__The problem__
Reproduce every line from the line with "Where can the sidewalk" up to and including the last line of the data, requests included, shifting each pixel coordinate in the answers up by 11.

__Records for this exercise__
--- Begin ---
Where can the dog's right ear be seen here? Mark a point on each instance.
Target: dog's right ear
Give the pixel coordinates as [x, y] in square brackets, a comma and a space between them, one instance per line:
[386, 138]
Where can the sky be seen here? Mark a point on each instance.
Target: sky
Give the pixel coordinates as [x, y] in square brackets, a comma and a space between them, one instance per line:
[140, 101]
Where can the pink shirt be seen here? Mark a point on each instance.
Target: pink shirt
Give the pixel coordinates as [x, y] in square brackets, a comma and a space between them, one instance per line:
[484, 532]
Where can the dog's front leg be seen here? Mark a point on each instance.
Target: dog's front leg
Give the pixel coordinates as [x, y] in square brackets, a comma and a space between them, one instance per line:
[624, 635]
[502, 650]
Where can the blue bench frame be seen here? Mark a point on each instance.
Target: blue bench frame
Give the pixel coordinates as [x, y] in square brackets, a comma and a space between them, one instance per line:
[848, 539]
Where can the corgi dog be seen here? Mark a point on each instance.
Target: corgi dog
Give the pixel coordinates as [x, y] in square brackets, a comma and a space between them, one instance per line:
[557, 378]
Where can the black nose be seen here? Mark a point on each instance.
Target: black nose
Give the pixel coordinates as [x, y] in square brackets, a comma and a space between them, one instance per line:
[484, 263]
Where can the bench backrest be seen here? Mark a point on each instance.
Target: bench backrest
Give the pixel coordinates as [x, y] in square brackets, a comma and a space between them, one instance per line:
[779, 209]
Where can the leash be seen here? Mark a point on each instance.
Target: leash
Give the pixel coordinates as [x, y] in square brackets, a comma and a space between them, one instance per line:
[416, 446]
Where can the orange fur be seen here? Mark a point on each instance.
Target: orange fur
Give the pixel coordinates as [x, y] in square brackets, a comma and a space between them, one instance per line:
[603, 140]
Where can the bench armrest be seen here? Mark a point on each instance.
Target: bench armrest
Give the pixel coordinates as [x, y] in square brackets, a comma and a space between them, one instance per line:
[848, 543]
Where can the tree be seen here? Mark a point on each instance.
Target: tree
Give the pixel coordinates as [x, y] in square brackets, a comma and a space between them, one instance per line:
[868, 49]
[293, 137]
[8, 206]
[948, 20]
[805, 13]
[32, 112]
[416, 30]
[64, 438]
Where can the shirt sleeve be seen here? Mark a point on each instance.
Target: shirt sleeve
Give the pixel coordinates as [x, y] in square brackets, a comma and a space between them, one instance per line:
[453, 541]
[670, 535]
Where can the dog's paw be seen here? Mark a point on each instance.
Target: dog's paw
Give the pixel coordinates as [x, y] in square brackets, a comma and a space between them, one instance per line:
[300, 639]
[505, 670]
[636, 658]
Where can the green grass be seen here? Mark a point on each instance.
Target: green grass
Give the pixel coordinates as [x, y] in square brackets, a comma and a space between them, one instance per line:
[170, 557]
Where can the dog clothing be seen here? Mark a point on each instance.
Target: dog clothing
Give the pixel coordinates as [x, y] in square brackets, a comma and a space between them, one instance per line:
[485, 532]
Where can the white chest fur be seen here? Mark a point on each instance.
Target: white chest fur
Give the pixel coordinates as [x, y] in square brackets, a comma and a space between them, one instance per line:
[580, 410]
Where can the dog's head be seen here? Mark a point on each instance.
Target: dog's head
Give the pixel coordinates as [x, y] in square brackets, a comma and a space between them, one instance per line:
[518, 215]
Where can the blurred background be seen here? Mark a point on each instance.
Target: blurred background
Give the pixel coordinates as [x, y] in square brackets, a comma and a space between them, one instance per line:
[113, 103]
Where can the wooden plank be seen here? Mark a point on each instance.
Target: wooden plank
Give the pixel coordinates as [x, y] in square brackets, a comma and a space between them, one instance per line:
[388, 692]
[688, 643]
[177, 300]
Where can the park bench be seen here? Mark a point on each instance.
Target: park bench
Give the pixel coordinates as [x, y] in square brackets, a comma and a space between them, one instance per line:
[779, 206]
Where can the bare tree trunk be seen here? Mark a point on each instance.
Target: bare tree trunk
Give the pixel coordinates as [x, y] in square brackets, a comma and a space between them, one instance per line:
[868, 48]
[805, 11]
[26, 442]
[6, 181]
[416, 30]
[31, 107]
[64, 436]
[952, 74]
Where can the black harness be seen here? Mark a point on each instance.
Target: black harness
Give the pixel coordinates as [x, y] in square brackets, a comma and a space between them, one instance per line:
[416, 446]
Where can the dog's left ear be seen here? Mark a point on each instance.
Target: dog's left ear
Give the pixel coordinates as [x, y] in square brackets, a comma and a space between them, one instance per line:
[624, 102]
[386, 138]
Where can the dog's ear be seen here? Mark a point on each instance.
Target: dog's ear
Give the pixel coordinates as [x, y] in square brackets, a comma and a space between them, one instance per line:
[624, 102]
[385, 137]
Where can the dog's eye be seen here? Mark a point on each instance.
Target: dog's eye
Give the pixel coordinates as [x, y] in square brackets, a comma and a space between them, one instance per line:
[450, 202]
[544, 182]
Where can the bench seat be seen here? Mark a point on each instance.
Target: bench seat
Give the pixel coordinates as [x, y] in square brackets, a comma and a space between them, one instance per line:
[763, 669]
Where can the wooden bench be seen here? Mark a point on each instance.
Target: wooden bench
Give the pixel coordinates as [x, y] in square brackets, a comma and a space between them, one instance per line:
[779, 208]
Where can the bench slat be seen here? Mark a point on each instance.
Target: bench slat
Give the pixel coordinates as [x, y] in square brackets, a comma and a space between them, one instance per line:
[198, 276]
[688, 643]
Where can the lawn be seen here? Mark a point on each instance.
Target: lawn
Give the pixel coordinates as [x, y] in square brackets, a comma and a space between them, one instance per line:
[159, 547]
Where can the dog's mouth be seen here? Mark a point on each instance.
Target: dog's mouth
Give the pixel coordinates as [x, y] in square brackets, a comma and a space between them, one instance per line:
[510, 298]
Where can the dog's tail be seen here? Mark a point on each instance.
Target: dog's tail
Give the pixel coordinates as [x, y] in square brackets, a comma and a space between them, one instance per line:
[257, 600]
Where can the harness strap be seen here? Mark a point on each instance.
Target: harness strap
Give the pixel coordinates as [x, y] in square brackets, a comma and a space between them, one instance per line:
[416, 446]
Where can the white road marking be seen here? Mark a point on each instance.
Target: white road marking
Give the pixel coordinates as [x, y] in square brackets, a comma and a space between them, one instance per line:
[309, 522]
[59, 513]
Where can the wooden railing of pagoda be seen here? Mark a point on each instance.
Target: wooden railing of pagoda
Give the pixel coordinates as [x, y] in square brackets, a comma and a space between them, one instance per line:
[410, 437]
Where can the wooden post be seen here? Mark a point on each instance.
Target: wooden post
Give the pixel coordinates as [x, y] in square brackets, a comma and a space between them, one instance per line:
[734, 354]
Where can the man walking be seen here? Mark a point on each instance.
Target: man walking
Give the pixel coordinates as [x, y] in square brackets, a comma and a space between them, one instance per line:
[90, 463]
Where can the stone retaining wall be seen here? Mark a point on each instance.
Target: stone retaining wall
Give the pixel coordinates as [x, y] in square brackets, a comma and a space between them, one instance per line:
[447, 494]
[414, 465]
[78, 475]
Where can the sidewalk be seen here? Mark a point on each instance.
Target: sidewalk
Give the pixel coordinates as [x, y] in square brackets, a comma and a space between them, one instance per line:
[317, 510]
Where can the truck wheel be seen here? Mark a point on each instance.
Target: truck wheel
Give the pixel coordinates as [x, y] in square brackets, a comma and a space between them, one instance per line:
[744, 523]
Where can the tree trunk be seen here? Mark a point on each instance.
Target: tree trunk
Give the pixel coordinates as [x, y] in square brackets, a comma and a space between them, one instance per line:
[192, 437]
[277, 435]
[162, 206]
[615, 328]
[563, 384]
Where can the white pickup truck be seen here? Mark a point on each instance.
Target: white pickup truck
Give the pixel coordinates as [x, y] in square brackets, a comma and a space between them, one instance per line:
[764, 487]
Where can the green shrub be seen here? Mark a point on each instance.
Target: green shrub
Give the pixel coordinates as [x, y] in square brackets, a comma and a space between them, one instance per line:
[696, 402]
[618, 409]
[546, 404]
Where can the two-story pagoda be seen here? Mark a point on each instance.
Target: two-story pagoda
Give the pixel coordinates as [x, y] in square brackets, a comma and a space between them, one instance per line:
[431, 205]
--- End ---
__Reply to the task__
Where can the sidewalk be seen here? Mark a point on each instance.
Target: sidewalk
Give the pixel coordinates as [x, y] in square brackets, a comma and a space between them, one instance per line:
[328, 521]
Where can the truck wheel be seen here? Mark a point on each instance.
Target: truck wheel
Give the pixel coordinates as [x, y] in square brackets, a comma and a space between them, one instance per line:
[755, 534]
Where can the tree trunk be seen here? Mark a point on each instance.
Target: tree trunk
Give the pixel coordinates as [x, y] in square brackets, a comma and a space between them, one instance per line:
[203, 448]
[288, 446]
[173, 217]
[626, 339]
[574, 395]
Where can the white pickup truck be seen here? Mark a point on each instance.
Target: white pickup truck
Give the pixel coordinates as [x, y] in square brackets, a comma and a space between them, one instance per line:
[775, 498]
Where can the green shrub be seen here? Mark a point on each instance.
Target: green shrub
Give the pixel coordinates as [x, y] in square brackets, a comma and a space between them, one instance per line:
[707, 413]
[629, 420]
[557, 415]
Where can the two-story pagoda be seen here? Mark a point on each instance.
Target: two-story pagoda
Give the pixel coordinates as [x, y] in square brackets, a comma and a space between them, one instance per line:
[442, 216]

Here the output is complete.